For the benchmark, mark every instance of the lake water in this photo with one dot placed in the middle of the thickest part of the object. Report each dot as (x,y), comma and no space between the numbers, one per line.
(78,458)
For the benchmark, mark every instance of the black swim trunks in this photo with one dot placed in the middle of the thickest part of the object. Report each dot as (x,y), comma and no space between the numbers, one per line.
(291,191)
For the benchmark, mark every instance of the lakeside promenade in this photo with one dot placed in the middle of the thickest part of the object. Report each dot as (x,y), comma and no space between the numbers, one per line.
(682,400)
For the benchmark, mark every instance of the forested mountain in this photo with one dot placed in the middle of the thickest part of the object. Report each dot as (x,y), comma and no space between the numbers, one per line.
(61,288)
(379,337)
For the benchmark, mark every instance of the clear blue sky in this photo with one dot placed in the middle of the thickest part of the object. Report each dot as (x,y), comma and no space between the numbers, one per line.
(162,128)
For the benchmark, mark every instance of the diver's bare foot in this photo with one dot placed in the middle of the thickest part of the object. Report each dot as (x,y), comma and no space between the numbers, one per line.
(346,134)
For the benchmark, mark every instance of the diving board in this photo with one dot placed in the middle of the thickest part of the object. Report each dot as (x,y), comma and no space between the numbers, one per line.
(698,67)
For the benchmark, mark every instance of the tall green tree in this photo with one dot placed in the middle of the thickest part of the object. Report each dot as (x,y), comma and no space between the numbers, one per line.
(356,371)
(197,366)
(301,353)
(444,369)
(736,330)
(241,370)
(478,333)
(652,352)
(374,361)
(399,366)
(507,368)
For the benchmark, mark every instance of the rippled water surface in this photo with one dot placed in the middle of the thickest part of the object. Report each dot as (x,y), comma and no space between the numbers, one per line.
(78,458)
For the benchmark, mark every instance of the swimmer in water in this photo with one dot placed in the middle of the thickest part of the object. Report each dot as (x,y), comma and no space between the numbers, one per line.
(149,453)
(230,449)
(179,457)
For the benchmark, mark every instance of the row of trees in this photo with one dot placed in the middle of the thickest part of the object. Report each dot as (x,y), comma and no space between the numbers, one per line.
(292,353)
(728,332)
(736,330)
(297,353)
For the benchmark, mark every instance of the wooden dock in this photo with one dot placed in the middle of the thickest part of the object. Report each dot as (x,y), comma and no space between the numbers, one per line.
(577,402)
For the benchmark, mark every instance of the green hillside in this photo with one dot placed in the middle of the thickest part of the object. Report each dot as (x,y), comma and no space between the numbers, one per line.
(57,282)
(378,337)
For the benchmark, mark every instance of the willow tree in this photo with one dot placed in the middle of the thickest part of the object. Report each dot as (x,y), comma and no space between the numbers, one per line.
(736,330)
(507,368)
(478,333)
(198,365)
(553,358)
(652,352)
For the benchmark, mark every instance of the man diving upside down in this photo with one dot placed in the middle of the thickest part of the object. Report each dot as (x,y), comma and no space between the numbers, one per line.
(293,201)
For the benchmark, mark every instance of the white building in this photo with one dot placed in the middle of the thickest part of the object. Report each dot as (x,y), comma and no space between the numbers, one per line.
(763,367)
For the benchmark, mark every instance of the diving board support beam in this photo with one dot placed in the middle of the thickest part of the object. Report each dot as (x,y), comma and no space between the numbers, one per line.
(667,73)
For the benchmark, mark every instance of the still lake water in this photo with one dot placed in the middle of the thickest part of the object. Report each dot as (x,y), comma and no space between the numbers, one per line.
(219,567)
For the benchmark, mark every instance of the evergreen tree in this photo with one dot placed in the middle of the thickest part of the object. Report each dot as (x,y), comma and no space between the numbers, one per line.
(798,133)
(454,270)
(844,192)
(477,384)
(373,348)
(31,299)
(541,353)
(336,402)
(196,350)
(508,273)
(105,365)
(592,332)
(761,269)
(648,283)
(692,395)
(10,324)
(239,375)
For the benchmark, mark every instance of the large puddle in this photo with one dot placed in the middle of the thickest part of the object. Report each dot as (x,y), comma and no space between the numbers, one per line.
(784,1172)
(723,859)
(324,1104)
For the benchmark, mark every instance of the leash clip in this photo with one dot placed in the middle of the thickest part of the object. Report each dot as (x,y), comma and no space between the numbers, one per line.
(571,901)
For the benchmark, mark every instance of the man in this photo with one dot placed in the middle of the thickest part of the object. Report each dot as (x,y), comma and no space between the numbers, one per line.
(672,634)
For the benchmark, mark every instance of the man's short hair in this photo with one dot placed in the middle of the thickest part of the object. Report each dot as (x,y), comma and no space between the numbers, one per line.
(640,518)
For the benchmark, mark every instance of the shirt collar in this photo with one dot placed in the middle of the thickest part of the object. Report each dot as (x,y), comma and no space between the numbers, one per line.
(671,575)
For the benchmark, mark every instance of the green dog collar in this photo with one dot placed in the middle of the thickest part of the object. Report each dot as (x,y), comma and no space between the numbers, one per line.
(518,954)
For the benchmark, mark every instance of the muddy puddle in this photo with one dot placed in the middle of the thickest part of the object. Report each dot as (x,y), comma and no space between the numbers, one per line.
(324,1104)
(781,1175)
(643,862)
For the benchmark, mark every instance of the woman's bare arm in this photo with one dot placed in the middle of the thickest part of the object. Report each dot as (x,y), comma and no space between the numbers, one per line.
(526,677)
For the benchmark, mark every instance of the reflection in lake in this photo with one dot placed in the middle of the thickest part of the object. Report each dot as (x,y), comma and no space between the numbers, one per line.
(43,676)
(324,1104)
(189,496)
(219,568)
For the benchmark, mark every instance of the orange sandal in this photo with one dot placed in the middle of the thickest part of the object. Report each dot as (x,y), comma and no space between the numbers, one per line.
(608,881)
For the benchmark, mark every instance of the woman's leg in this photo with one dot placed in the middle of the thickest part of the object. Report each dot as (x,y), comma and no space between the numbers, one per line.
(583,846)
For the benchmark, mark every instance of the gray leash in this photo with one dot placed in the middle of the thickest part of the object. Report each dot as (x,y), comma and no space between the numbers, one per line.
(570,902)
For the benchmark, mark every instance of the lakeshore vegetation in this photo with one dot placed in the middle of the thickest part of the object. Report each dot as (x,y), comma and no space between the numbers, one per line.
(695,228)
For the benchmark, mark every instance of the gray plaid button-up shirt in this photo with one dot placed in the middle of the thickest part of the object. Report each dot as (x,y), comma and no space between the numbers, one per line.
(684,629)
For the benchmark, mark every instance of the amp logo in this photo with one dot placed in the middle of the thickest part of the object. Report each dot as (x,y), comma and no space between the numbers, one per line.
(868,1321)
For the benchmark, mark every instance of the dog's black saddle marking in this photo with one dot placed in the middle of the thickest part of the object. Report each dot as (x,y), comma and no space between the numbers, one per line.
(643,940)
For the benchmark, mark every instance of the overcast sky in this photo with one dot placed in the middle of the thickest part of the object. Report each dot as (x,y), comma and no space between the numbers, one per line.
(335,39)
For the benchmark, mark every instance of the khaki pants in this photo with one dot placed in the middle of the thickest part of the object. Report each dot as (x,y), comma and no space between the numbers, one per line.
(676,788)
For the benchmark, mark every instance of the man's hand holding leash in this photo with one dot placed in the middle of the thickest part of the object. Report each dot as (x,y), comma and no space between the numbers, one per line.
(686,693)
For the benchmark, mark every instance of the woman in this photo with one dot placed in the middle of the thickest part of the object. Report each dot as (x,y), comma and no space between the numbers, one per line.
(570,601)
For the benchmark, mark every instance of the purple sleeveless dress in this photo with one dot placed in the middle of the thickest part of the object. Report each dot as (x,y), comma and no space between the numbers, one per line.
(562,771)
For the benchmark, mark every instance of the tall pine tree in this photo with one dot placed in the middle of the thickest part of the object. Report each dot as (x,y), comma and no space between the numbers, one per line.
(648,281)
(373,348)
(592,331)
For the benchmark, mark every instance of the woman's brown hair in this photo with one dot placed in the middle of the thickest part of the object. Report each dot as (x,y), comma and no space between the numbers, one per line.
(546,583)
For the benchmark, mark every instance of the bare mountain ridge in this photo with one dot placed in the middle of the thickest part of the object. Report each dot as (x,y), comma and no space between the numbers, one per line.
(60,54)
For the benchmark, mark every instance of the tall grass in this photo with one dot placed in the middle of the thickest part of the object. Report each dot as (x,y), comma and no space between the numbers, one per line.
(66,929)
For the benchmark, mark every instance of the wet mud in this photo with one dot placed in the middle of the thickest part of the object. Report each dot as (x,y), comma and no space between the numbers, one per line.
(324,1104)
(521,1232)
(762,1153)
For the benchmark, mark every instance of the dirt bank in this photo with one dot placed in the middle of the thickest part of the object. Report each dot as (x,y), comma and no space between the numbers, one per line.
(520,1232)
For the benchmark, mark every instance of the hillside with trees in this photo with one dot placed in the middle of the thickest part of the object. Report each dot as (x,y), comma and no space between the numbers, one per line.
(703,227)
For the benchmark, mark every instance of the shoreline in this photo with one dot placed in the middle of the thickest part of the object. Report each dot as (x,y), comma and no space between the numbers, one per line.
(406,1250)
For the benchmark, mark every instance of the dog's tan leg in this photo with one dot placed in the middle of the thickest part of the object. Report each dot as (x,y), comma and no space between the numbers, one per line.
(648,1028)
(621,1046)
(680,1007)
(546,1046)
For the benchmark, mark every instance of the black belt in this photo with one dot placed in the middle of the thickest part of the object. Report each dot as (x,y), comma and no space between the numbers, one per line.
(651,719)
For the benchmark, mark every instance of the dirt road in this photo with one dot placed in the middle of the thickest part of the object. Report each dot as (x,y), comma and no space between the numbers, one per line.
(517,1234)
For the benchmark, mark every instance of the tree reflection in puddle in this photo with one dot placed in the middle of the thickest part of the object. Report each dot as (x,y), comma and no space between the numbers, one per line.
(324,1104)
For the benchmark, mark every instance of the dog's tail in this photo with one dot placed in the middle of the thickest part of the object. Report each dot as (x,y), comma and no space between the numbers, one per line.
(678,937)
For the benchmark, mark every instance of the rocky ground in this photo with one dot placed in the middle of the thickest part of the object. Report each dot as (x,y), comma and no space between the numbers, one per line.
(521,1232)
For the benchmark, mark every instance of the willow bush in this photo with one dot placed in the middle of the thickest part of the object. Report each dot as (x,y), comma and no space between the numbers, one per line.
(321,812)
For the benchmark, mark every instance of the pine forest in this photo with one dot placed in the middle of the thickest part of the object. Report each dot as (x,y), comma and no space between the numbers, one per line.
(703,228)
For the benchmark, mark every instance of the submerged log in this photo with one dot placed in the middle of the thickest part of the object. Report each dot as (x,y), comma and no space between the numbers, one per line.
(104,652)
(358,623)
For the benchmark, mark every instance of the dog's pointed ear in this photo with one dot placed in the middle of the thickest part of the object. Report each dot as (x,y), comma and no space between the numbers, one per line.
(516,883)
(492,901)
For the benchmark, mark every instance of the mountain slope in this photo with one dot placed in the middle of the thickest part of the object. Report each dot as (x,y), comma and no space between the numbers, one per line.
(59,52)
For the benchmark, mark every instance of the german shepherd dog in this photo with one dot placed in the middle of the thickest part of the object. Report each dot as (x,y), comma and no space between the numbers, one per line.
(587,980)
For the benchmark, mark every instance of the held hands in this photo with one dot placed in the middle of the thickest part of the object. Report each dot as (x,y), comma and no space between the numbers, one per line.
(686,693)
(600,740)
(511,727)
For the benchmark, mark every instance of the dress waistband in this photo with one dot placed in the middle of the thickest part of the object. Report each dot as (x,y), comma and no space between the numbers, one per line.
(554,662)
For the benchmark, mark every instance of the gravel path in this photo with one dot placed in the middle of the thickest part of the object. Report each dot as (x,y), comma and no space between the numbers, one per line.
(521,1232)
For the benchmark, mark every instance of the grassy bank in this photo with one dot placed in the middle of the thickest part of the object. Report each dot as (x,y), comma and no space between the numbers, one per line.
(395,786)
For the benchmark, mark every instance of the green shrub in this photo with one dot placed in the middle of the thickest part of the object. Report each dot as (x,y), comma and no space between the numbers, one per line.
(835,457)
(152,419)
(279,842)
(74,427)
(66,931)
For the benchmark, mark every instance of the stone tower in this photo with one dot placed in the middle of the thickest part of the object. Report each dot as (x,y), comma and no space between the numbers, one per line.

--------------------------------------------------

Starting at the line that contains "For the benchmark, mark every instance of the dress", output each remaining line of the listing, the last line included, exactly as it appears.

For the benchmark, mark every instance of the dress waistband in this photo with one dot placed in the middle of the thickest part of the object. Report each dot as (x,y), comma and no space between the numbers, one per line.
(554,662)
For the benchmark, mark every instance of the gravel path in this photo with one dot placed in the middle of the thickest part of the object. Report each dot as (x,y), comma and no space between the numbers, one per line.
(521,1232)
For the benchmark, mark every instance of the grassy bank in this photo with one dot placed in the middle of the thickest part of the object. Report each dot as (x,y), comma and no space between the numbers, one per line.
(395,786)
For the benchmark, mark every instance of the green shrub in this photo with one dot placed in the middle of the thickest part of the object. Report each dot as (x,y), comma and no space between the numbers, one per line.
(835,457)
(152,419)
(279,842)
(74,427)
(66,931)
For the benchmark, mark every instance of the stone tower in this photo with one dot placed in the middle of the thickest part of the object. Report each dot as (x,y), comma and no space between the numbers, one per line.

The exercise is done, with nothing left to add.